**DIRECTIONS FOR THIS TASK:**
Copy out every one of the items below word for word, keeping each line as it stands.

**STORED DATA:**
# # # #

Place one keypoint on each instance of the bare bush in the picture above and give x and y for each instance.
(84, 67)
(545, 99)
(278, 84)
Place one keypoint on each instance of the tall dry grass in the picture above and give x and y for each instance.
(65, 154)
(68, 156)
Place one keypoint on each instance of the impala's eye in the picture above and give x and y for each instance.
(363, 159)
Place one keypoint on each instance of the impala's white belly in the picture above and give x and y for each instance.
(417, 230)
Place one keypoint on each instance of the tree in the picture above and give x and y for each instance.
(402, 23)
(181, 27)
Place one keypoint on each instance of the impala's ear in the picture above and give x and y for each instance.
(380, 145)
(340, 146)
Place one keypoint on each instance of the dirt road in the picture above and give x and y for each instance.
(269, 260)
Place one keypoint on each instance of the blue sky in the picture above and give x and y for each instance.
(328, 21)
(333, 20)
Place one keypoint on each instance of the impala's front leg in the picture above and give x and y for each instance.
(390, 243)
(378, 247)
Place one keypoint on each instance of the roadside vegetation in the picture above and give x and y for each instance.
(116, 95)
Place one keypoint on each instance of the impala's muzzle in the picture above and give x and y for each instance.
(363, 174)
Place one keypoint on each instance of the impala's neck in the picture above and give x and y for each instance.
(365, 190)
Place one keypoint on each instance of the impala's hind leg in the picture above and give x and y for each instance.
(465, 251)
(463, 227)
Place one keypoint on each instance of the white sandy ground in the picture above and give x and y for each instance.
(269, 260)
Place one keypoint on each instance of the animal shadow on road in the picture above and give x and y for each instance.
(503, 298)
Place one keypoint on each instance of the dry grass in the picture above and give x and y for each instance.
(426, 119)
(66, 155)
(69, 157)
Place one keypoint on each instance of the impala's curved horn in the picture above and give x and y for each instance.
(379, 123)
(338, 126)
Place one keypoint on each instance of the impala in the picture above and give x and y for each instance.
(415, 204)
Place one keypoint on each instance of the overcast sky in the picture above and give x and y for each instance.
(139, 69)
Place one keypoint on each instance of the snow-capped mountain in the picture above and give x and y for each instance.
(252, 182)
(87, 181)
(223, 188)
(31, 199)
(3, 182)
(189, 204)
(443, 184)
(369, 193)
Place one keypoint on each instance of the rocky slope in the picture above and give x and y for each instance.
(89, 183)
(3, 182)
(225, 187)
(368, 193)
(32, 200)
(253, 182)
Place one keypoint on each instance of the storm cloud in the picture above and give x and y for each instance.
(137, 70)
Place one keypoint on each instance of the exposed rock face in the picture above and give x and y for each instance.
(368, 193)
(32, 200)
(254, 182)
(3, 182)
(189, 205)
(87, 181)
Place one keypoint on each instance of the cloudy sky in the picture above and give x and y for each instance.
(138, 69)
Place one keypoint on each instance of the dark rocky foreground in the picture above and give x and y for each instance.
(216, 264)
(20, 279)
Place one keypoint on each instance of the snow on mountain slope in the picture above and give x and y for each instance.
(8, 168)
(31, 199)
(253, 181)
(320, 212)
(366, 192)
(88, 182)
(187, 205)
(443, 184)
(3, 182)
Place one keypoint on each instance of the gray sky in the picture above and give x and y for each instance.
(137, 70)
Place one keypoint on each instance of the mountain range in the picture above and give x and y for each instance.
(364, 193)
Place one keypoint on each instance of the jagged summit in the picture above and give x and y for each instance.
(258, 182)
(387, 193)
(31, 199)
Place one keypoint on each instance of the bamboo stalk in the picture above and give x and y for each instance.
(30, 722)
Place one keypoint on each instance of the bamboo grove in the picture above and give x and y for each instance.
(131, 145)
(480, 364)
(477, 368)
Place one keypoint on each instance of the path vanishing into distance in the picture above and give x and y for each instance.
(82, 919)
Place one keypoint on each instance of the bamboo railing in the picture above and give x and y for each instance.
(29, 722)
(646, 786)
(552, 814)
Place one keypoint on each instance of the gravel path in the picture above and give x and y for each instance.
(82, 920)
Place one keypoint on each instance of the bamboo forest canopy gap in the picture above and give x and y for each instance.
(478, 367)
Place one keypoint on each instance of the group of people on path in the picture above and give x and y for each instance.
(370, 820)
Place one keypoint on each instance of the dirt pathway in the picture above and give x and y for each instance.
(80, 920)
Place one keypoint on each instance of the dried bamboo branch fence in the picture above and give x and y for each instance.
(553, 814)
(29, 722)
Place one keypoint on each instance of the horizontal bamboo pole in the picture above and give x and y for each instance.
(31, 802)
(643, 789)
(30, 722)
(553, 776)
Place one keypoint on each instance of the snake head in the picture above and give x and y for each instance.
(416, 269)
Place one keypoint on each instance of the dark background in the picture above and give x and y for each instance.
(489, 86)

# # # #

**WORKED ANSWER:**
Place one keypoint on each instance of the bare bush in the picture above and give x and y for each instance.
(84, 67)
(545, 99)
(278, 84)
Place one keypoint on each instance of the tall dry grass in the picture above and give x and y for each instance.
(65, 154)
(68, 156)
Place one keypoint on each instance of the impala's eye in the picture above and give x and y for each instance.
(363, 159)
Place one keypoint on each instance of the impala's white belly in the picture above and give x and y for each instance.
(417, 230)
Place one keypoint on each instance of the tree in the picture above and give x and y for each instance.
(402, 23)
(181, 27)
Place one keypoint on each instance of the impala's ear in the picture above and give x and y for each instance.
(380, 145)
(340, 146)
Place one keypoint on each instance of the dirt road in the picture above and give x and y for each instance.
(269, 260)
Place one keypoint on each instance of the blue sky in the picture above and give x and y for each instance.
(328, 21)
(333, 20)
Place one keypoint on each instance of the impala's front leg in the picture above and give x and y for each instance.
(390, 243)
(378, 247)
Place one keypoint on each instance of the roadside vegetation in the picture above and give x and y for each instance.
(116, 95)
Place one keypoint on each instance of the impala's muzzle in the picture above and give x and y for each instance.
(363, 174)
Place one keypoint on each instance of the impala's neck in the picture above and give x and y for each instance.
(365, 190)
Place one keypoint on each instance of the impala's hind leg in the picture above and give x and y for each instance.
(465, 251)
(463, 227)
Place one keypoint on each instance of the white sandy ground in the picture above and give x and y for each instance.
(269, 260)
Place one keypoint on each instance of the animal shadow on road in the picture above and give x and y for each instance.
(503, 298)
Place one keypoint on each instance of the dry grass in the picture above and give x and y for each instance.
(426, 119)
(66, 155)
(69, 157)
Place one keypoint on each instance of the impala's curved horn in the picture above and give x and y for each instance.
(379, 123)
(338, 126)
Place one keypoint on each instance of the impala in the picture above and give x and y for each instance.
(415, 204)
Place one keypoint on each instance of the overcast sky in the picture above and give x and y for each instance.
(139, 69)
Place one keypoint on each instance of the snow-capped mountain in the picture above and give x and y for each instance.
(252, 182)
(87, 181)
(223, 188)
(31, 199)
(3, 182)
(189, 204)
(443, 184)
(369, 193)
Place one keypoint on each instance of the rocky slope in the picture above and give x and y for each instance.
(89, 183)
(3, 182)
(225, 187)
(368, 193)
(32, 200)
(253, 182)
Place one keypoint on each instance of the storm cloud in the picture above and give x and y for each instance.
(137, 70)
Place one keypoint on each instance of the exposed rock face in the picture above and give x and y for each instance.
(368, 193)
(32, 200)
(254, 182)
(3, 182)
(189, 205)
(87, 181)
Place one keypoint on each instance of the cloudy sky in the picture above and give x and y for each instance.
(138, 69)
Place one keypoint on each instance of the dark rocky foreground in the picture above and give x and y for each instance.
(216, 264)
(20, 279)
Place one keypoint on each instance of the snow on mountain slope in the picture above and give x and y for each instance.
(8, 168)
(31, 199)
(253, 181)
(320, 212)
(366, 192)
(88, 182)
(187, 205)
(443, 184)
(3, 182)
Place one keypoint on each instance of the gray sky in the picture above and give x and y for each instance.
(137, 70)
Place one keypoint on each instance of the mountain range in the picture above and give x and y for each instance.
(364, 193)
Place one keypoint on each instance of the jagged summit in the picture above and give x and y for each instance.
(258, 182)
(387, 193)
(31, 199)
Place one keypoint on each instance of the bamboo stalk in the picture above and give x and y for each instance.
(30, 722)
Place one keypoint on each instance of the bamboo grove in the picture above and give x and y for each instance.
(131, 145)
(480, 364)
(477, 368)
Place one keypoint on each instance of the path vanishing into distance in the picture above and give x and y for each instance.
(82, 919)
Place one keypoint on each instance of the bamboo railing in the picture above and give x and y for each instance.
(29, 722)
(646, 786)
(552, 814)
Place one keypoint on each instance of the gravel path in the picture above and give x and y for each instance.
(82, 920)
Place one keypoint on each instance of the bamboo forest canopy gap in the picture above and give x and y for each instance.
(478, 367)
Place one keypoint on each instance of the group of people on path in the picture above and give x and y for each instance.
(370, 820)
Place one keypoint on each instance of the dirt pathway in the picture above and give x and y for each instance.
(80, 920)
Place one keypoint on each instance of the dried bamboo branch fence in the picture above and give x and y for each instance.
(553, 814)
(29, 722)
Place one keypoint on each instance of the horizontal bamboo pole in the picture above and give x and y for each instance.
(31, 802)
(643, 789)
(30, 722)
(553, 776)
Place one keypoint on each instance of the snake head in the picture above and give x and y for each instance.
(416, 269)
Place one keypoint on each instance of the dark background in the picture above and give x and y for each instance.
(489, 86)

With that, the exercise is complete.